- _THE TASK_: Report every line of the records below that contains the word "target", copying each such line in full.

- _RECORDS FOR THIS EXERCISE_:
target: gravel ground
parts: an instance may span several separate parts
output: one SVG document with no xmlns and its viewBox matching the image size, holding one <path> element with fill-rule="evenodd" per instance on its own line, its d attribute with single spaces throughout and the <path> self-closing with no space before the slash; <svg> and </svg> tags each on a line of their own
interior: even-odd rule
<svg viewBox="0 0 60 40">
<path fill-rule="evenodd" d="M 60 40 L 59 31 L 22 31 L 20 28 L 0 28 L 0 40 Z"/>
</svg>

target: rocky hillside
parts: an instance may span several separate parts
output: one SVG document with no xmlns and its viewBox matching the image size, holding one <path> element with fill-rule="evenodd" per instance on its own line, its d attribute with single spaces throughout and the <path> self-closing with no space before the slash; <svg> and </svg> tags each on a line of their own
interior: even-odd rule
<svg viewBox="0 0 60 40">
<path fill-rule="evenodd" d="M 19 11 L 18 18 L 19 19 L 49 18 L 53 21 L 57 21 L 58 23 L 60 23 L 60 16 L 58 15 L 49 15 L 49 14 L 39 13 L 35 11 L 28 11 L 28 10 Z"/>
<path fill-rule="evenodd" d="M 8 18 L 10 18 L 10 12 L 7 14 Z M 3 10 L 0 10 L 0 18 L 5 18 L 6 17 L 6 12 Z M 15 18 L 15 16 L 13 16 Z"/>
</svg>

- _EXERCISE RESULT_:
target: gravel ground
target: rocky hillside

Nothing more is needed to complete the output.